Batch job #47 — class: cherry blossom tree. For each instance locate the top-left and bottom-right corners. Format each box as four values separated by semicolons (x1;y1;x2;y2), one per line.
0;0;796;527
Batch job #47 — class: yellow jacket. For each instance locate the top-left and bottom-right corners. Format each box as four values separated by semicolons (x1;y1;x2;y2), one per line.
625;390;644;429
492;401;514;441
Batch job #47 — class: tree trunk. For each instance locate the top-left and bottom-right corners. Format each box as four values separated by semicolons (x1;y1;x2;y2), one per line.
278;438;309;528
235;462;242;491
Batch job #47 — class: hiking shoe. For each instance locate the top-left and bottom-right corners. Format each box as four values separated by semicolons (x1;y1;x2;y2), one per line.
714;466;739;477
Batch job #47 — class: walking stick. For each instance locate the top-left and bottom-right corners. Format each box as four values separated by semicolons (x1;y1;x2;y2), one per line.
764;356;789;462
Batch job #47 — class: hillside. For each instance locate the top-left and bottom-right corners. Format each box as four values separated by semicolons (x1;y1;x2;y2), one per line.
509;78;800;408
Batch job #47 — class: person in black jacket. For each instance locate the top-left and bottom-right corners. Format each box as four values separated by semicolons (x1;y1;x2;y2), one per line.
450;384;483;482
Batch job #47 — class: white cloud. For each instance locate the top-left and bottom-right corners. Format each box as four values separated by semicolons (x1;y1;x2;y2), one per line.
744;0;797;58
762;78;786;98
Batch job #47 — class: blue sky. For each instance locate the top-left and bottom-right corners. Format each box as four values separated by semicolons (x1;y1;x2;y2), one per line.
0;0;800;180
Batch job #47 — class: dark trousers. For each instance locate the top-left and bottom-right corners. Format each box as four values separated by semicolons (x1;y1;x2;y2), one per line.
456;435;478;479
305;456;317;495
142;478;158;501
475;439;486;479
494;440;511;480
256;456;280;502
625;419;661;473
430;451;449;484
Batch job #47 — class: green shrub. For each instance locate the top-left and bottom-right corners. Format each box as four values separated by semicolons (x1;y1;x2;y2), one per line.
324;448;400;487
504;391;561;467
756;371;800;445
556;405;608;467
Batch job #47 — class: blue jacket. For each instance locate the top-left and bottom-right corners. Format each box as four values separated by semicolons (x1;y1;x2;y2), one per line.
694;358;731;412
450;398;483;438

• [Tarea a realizar] Reescribe todos los datos anteriores sustituyendo "Batch job #47" por "Batch job #52" y sin modificar nada más.

• [Resultado final]
Batch job #52 — class: cherry blossom tree. For each instance locate the top-left and bottom-right corners. Format each box as four values separated by semicolons (x1;y1;x2;y2), one per line.
0;0;796;527
Batch job #52 — class: yellow jacket. For each instance locate the top-left and bottom-right corners. Format each box as four values separated by semicolons (x1;y1;x2;y2), one per line.
625;390;644;429
492;401;514;441
Batch job #52 — class: tree trunk. For each instance locate the top-left and bottom-right corners. Format each box as four values separated by semicolons (x1;y1;x2;y2), one per line.
278;438;309;528
235;462;242;491
Batch job #52 — class: hiking shoe. For each instance locate the top-left and bottom-right corners. Format each box as four values separated by semicolons (x1;y1;x2;y2), one per line.
714;466;739;477
Batch job #52 — class: walking stick. For each instance locate the top-left and bottom-right corners. Format each box as four values separated by semicolons (x1;y1;x2;y2), one per line.
764;356;789;462
Batch job #52 — class: hillside. For each instance locate the top-left and bottom-right corners. Format each box as four values separated by semicolons (x1;y1;x2;y2), one per line.
509;78;800;408
Batch job #52 — class: person in black jacket. For each instance locate the top-left and bottom-right corners. Format each box as four values separated by semicolons (x1;y1;x2;y2), one per line.
450;384;483;482
Batch job #52 — class: white cloud. For each instance locate the top-left and bottom-right corners. Format each box as four values separated by semicolons (x1;y1;x2;y2), one per line.
744;0;797;58
762;78;786;98
Batch job #52 — class: blue sky. For each instance locate the top-left and bottom-right corners. Format each box as four values separated by semicolons (x1;y1;x2;y2), one per line.
0;0;800;180
Batch job #52 — class: dark trousers. For each instance locate the top-left and bottom-right corners. Format each box as four values separated by semicolons (x1;y1;x2;y2), one per line.
456;435;478;479
305;456;317;495
142;478;158;501
475;439;486;479
494;440;511;480
256;456;280;502
625;419;661;473
430;451;449;484
Batch job #52 — class: green shrub. For each instance locate the top-left and bottom-right corners. Format each box as four values separated by semicolons (x1;y1;x2;y2), one per line.
324;448;400;487
504;391;561;467
756;371;800;445
556;405;608;467
Batch job #52 — class: blue jacket. For each instance locate the top-left and bottom-right corners. Format each box as four values separated by semicolons (x1;y1;x2;y2), one per line.
694;358;731;412
450;398;483;438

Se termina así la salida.